**Problem details**
Answer these questions using the chat transcript:
(a) What dollar amount does the agent agree to waive?
(b) On what date and in what time window is the installation scheduled?
(c) How old must the person present during the work be?

**Text**
-- Start --

ME: Why do I have to pay for something I'm suppose to be getting. I just had this dish installed in Feb and you had to have known then I was going to need a second dish 
ME: I pay for my locals and I pay for HD, now you want me to pay for a second time to get what I'm already paying to get! 
(03) Jack J: I understand your concern. However, only once the HD Locals are launched then we can assure you the orbital location. 
(03) Jack J: Please give me 2-3 minutes while I check what best we can do for you. 
ME: So the only way to get what I'm already paying for is to pay again, is that correct?? 
(03) Jack J: Please give me a moment. 
(03) Jack J: Thank you for your patience. 
ME: No problem 
(03) Jack J: However, as you are a wonderful customer of Dish Network, I will go ahead and waive off $59.95 charge. 
ME: Thanks, that would be great!!! 
(03) Jack J: Shall I go ahead and schedule the installation for the Dish upgrade now? 
ME: Yes, please! 
(03) Jack J: I see that the nearest available date is on 07/09/2008 between 12 PM to 5 PM. 
(03) Jack J: Shall I go ahead and schedule the installation on 07/09/2008 between 12 PM to 5 PM? 
ME: That should be fine 
(03) Jack J: Thank you for the confirmation. 
(03) Jack J: Someone 18 years or older will need to be present in order for the work to be performed. 
(03) Jack J: In order to ensure everything goes efficiently as possible, our technician may contact you to confirm your appointment prior to your scheduled date. (03) Jack J: I have scheduled the installation on 07/09/2008 between 12 PM to 5 PM. 
(03) Jack J: You are all set. Is there anything else I can assist you with? 
ME: No, thanks for you assistance! 
(03) Jack J: You're very welcome. 
(03) Jack J: It was a pleasure assisting you. 
(03) Jack J: Thank you for using Dish Network Live Chat. Have a great day. 
Your session has ended. You may now close this window.


----------



## falcon241073 (Jun 3, 2007)

Rduce said:


> Please wait while we find a representative to assist you...
> You have been connected to (03) Jack J.
> (03) Jack J: Thank you for choosing Dish Network the leader in HD and DVR. I will be happy to assist you today. Please give me 2-3 minutes to access your account and review the information you have already provided.

-- End --

**Dataset**
-- Start --

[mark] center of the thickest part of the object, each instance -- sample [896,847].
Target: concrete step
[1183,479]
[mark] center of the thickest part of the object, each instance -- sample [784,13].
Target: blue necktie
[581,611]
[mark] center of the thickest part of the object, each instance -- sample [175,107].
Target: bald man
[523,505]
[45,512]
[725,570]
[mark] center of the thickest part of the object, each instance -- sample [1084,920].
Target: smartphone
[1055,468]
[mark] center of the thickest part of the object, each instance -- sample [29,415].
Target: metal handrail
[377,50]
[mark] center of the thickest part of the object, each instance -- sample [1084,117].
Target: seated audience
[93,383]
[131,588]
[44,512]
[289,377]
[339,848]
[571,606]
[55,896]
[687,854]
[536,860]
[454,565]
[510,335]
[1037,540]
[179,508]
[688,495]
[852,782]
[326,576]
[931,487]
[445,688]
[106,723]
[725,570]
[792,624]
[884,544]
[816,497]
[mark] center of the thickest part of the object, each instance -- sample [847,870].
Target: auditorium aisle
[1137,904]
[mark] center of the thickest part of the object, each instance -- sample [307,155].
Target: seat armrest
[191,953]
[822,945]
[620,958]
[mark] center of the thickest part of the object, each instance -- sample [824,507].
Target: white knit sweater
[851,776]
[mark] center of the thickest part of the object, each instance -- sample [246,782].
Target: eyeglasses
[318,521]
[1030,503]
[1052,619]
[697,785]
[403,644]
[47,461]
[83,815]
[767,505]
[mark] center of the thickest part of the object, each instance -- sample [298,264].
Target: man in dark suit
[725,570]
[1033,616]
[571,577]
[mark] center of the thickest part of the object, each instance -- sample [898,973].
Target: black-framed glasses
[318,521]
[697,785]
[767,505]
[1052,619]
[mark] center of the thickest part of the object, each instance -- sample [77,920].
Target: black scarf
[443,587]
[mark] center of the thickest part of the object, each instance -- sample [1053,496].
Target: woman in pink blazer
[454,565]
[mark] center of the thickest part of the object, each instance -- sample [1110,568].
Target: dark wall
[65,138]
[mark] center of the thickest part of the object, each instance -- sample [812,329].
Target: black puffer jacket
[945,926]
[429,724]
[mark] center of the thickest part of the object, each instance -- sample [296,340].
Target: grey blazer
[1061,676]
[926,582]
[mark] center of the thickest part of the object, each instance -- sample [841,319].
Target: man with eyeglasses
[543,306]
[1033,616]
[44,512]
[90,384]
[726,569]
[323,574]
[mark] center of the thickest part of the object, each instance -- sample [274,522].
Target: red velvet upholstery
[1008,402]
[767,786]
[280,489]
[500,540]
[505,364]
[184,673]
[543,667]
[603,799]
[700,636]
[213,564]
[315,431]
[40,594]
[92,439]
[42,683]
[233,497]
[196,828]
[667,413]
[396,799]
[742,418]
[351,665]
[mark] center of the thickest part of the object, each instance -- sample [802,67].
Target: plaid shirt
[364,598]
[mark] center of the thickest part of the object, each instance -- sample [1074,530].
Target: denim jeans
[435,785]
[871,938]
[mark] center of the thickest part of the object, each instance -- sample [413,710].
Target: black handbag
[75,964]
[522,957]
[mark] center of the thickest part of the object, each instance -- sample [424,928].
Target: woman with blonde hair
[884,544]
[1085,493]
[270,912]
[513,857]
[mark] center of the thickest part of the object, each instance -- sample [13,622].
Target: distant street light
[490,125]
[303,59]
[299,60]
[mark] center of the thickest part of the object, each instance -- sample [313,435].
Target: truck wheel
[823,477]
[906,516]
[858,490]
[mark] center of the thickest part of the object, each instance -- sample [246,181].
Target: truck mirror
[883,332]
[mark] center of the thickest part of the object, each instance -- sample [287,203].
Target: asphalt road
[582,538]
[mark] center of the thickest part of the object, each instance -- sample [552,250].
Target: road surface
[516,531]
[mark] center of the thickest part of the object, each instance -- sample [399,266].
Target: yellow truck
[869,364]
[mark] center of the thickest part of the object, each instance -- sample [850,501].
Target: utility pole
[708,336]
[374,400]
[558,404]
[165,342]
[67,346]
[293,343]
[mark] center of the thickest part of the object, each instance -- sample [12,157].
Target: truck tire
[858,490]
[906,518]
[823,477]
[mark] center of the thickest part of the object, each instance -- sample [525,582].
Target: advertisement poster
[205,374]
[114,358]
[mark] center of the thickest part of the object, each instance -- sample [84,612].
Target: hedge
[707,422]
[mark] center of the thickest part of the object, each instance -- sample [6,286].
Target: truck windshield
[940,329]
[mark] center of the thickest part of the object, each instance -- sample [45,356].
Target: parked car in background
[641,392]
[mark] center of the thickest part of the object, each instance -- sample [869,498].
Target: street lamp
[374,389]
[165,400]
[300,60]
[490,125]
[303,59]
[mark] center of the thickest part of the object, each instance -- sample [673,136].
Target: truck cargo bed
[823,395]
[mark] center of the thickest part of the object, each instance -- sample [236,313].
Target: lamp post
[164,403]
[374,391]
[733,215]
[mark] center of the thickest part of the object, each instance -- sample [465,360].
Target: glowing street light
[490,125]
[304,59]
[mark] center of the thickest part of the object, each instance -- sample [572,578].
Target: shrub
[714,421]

-- End --

**Response to the task**
(a) $59.95
(b) 07/09/2008, between 12 PM and 5 PM
(c) 18 years or older